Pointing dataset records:

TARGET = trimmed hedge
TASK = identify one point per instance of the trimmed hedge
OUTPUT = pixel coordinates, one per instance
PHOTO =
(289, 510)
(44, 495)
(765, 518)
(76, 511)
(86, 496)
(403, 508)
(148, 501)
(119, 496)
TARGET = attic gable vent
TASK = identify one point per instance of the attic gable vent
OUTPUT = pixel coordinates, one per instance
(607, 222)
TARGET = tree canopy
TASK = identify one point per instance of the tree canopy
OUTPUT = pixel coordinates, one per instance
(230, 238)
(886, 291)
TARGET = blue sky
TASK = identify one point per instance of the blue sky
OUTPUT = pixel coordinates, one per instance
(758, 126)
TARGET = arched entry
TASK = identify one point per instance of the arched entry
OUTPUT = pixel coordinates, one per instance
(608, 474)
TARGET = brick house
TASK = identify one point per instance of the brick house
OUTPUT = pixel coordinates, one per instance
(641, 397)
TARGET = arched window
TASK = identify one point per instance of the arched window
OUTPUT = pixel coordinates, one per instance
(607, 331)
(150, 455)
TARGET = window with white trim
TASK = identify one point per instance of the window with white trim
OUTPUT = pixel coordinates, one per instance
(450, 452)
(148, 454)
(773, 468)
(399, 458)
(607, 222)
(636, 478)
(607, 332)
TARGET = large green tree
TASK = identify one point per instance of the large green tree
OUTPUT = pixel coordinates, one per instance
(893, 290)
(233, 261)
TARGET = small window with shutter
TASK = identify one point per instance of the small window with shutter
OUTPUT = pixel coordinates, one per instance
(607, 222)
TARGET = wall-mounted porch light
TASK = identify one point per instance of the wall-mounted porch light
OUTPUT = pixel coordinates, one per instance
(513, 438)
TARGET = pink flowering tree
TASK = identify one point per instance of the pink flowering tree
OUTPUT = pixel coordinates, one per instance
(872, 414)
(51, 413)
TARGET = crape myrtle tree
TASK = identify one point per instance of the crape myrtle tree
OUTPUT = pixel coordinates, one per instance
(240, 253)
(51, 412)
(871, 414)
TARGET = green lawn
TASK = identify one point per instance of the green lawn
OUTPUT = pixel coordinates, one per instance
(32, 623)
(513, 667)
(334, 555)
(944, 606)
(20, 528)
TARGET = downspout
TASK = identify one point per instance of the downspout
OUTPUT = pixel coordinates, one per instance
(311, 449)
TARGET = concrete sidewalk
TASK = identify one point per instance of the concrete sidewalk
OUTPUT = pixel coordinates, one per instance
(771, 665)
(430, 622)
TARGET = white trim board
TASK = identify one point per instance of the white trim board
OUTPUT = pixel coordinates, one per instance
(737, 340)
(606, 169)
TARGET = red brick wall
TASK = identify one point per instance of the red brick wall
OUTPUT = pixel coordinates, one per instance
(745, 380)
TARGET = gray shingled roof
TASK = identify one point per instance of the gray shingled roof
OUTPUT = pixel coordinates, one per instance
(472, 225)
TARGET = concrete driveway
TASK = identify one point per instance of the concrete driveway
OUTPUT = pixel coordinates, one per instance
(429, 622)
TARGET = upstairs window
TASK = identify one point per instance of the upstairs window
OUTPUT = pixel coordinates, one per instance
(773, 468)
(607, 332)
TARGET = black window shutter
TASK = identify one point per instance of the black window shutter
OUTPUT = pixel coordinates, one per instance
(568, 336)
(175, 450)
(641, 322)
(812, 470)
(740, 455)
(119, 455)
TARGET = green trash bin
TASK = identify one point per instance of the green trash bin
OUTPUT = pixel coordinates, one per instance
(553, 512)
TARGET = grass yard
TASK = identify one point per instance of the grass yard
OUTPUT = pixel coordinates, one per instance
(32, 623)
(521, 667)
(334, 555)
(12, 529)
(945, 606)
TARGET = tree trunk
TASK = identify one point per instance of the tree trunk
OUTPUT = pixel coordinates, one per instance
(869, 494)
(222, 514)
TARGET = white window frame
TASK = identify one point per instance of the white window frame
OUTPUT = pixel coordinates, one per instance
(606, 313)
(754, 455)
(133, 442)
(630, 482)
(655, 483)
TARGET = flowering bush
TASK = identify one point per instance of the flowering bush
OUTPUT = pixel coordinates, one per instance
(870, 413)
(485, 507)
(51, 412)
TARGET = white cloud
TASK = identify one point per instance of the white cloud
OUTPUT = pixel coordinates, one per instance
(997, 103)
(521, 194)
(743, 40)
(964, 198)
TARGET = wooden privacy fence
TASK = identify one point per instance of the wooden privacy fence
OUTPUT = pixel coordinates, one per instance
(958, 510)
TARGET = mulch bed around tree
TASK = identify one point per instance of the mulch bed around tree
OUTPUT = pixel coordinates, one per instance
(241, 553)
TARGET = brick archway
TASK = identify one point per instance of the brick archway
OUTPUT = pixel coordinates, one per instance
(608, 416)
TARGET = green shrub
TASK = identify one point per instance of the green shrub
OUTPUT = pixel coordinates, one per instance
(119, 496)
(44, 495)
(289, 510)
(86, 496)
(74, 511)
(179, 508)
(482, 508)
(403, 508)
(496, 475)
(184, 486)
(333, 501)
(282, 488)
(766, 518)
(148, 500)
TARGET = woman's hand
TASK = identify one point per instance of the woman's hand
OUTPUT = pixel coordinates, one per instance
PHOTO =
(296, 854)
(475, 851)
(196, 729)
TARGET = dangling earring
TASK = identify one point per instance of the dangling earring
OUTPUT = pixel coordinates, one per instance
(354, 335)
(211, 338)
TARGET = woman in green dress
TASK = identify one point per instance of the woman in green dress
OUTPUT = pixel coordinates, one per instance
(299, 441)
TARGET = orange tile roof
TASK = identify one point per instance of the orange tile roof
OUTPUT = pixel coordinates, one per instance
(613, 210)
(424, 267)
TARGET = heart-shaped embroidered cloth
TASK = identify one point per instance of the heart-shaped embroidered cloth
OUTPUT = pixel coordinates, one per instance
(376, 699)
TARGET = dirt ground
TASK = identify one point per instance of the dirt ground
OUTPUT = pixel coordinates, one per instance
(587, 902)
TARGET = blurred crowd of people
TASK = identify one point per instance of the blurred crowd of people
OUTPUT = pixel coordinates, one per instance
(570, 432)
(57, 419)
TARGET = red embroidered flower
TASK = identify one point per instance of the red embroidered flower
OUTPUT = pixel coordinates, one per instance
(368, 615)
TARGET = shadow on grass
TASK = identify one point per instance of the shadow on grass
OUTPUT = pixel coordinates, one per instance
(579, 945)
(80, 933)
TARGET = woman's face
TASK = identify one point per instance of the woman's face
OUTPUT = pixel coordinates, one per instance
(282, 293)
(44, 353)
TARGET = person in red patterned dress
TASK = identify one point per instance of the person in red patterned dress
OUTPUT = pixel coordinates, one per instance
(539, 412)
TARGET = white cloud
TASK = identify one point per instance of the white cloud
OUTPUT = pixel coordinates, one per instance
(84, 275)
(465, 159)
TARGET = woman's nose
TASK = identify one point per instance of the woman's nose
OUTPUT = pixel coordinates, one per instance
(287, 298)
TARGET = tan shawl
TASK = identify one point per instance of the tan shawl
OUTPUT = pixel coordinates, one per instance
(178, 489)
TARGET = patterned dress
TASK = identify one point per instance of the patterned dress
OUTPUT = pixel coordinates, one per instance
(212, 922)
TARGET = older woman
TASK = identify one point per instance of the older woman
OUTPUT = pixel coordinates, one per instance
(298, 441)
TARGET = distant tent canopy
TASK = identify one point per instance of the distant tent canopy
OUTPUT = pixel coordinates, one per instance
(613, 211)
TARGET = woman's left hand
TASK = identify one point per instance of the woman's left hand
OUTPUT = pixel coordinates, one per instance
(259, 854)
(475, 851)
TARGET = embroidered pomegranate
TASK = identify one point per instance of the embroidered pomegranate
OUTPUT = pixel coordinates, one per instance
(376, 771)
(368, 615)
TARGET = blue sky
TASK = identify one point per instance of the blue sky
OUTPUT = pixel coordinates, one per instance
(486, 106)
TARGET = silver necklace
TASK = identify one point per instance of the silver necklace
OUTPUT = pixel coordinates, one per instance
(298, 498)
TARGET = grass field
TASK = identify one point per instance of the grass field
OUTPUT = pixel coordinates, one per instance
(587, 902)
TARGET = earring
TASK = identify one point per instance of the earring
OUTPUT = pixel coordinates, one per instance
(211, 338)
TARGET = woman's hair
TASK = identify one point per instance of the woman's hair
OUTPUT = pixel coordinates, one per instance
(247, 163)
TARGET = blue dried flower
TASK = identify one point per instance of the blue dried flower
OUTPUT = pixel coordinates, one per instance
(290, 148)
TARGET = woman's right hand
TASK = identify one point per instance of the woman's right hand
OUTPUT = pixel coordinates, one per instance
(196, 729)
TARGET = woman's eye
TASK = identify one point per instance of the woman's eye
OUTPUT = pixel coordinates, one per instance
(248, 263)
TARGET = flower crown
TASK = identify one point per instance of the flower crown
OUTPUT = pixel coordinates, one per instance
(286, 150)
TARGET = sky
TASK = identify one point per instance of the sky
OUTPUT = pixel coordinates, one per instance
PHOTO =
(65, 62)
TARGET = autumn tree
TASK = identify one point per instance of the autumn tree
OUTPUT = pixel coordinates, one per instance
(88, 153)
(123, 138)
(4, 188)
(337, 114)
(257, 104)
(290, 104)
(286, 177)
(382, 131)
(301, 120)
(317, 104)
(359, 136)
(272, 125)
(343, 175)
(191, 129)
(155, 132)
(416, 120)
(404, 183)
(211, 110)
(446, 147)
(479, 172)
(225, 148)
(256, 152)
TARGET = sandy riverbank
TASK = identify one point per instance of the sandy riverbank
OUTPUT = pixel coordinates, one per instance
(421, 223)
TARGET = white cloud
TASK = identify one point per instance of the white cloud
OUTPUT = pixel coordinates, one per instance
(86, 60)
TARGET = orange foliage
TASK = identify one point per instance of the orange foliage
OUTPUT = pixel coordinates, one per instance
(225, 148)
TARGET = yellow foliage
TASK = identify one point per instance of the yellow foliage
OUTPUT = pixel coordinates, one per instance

EXERCISE: Retype the stretch of rows from the line containing "TARGET = sandy riverbank" through the last line of the rows, both ends included, copying each line exactly as it appears.

RESULT:
TARGET = sandy riverbank
TASK = identify one point per instance of the sandy riverbank
OUTPUT = pixel coordinates, one per instance
(421, 223)
TARGET = white cloud
TASK = identify one point per instance of the white cloud
OUTPUT = pixel coordinates, one per instance
(86, 60)
TARGET = orange foliage
TASK = identify one point per instance of the orange foliage
OUTPUT = pixel coordinates, one per instance
(225, 148)
TARGET = yellow foliage
TASK = identify one point per instance of the yellow foliage
OUTPUT = pixel coordinates, one per instance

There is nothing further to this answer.